» Provided text
● ● ● ● ●
New Hampshire Striped Bass

by David Shirley   |  July 25th, 2011 7

A blueprint for catching striped bass in New Hampshire’s Great Bay Estuary

 

The Fort Constitution Historic Site at the mouth of Portsmouth Harbor is a small part of New Hampshire’s varied and productive coastline. Joe Klementovich photo

 

Saying that the 18 miles of New Hampshire’s ocean shoreline is the extent of the state’s striper fishing is like saying that the entire iceberg is on the surface. Most of New Hampshire’s striper fishery is away from the beach—hidden in the estuaries—and it is some of the best and most accessible striper fishing on the East Coast. All you need to know is when and where to find it.

Great Bay Estuary

The Great Bay Estuary is the dominant geological feature of southeastern New Hampshire’s coastline. It consists of Great Bay, Little Bay, and the Piscataqua River. Six other major rivers contribute to the estuary. Combined, these rivers drain approximately 927 square miles (2,400 square kilometers) of land in New Hampshire and Maine.
● ● ● ● ●
» Data rows
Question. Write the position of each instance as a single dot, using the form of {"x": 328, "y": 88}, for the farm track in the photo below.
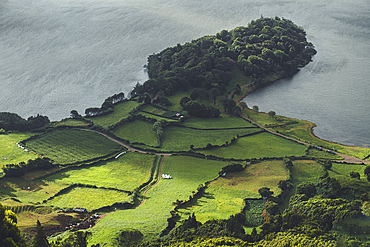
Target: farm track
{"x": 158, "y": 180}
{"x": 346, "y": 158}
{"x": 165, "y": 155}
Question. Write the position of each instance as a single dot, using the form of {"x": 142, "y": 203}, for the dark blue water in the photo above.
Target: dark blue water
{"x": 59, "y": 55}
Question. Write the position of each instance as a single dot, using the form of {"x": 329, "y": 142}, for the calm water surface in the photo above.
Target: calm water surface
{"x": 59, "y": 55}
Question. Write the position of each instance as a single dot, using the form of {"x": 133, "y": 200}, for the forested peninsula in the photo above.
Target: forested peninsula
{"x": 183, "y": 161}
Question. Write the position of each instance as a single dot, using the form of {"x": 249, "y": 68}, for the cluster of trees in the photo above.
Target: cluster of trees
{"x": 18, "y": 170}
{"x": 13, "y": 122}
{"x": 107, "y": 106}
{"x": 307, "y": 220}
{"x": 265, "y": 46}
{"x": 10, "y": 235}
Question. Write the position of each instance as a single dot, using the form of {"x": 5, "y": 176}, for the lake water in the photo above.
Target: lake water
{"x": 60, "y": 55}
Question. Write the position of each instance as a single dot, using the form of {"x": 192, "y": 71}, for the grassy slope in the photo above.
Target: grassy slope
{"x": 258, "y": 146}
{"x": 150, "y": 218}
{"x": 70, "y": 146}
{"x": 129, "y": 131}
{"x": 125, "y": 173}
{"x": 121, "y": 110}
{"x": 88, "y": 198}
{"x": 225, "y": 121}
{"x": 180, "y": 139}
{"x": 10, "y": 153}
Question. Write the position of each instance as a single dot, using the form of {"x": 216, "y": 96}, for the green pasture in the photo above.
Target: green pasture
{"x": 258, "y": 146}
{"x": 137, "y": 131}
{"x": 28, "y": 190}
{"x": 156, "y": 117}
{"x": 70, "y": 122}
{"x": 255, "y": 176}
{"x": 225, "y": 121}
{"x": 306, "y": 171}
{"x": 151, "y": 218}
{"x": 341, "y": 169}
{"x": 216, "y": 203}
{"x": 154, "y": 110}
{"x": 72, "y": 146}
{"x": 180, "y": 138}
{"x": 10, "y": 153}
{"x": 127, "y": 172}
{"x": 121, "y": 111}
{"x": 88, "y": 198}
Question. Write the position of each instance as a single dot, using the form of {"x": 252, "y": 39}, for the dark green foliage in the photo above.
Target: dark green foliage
● ● ● ● ●
» Written instruction 1
Reproduce word for word the passage of the striped bass article that begins at the words "The Great Bay" and stops after the words "Hampshire and Maine.".
» Written instruction 2
Pick out and copy every line of the listing that contains the word "calm".

» Final answer 1
The Great Bay Estuary is the dominant geological feature of southeastern New Hampshire’s coastline. It consists of Great Bay, Little Bay, and the Piscataqua River. Six other major rivers contribute to the estuary. Combined, these rivers drain approximately 927 square miles (2,400 square kilometers) of land in New Hampshire and Maine.

» Final answer 2
Question. Write the position of each instance as a single dot, using the form of {"x": 329, "y": 142}, for the calm water surface in the photo above.
Target: calm water surface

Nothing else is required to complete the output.